___ INPUT MATERIAL

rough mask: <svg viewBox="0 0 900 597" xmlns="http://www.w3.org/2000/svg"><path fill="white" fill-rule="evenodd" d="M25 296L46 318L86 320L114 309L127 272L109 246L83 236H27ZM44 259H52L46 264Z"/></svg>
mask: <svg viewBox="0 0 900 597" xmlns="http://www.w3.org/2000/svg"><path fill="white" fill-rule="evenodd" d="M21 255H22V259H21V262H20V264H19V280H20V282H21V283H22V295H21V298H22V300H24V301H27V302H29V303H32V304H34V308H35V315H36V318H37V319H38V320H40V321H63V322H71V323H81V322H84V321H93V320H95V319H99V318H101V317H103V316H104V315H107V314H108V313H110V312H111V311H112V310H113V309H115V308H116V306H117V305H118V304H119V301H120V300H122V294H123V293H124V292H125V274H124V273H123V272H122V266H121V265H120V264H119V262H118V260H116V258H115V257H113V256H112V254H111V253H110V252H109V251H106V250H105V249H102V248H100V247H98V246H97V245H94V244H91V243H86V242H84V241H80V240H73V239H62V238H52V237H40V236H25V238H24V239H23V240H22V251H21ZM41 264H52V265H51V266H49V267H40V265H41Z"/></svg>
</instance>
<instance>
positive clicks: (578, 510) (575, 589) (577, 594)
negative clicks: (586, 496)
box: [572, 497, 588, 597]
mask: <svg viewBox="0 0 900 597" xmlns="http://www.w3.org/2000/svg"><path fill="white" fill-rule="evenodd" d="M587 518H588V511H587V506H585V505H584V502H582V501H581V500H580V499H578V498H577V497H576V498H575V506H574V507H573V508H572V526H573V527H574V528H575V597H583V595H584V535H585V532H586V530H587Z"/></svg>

______

__PROBLEM__
Each line above is to be restated exactly.

__ANSWER BOX__
rough mask: <svg viewBox="0 0 900 597" xmlns="http://www.w3.org/2000/svg"><path fill="white" fill-rule="evenodd" d="M25 296L46 318L86 320L114 309L127 272L109 246L83 236H27ZM44 259H52L46 264Z"/></svg>
mask: <svg viewBox="0 0 900 597" xmlns="http://www.w3.org/2000/svg"><path fill="white" fill-rule="evenodd" d="M21 255H22V259H21V262H20V264H19V280H20V282H21V283H22V295H21V298H22V300H24V301H27V302H29V303H32V304H34V308H35V315H36V318H37V319H38V320H40V321H63V322H71V323H81V322H84V321H93V320H95V319H99V318H101V317H103V316H104V315H107V314H108V313H110V312H111V311H112V310H113V309H115V308H116V306H117V305H118V304H119V301H120V300H122V294H123V293H124V292H125V274H124V273H123V272H122V266H121V265H120V264H119V262H118V260H116V258H115V257H113V256H112V254H111V253H110V252H109V251H106V250H105V249H102V248H100V247H98V246H97V245H94V244H91V243H86V242H84V241H80V240H73V239H62V238H52V237H40V236H25V238H24V239H23V240H22V251H21ZM41 264H52V265H51V266H49V267H40V265H41Z"/></svg>
</instance>
<instance>
positive clicks: (578, 510) (575, 589) (577, 594)
negative clicks: (586, 496)
box: [572, 497, 588, 597]
mask: <svg viewBox="0 0 900 597" xmlns="http://www.w3.org/2000/svg"><path fill="white" fill-rule="evenodd" d="M587 518H588V511H587V506H585V505H584V502H582V501H581V500H580V499H578V498H577V497H576V498H575V506H574V507H573V508H572V526H573V527H574V528H575V597H583V595H584V535H585V532H586V530H587Z"/></svg>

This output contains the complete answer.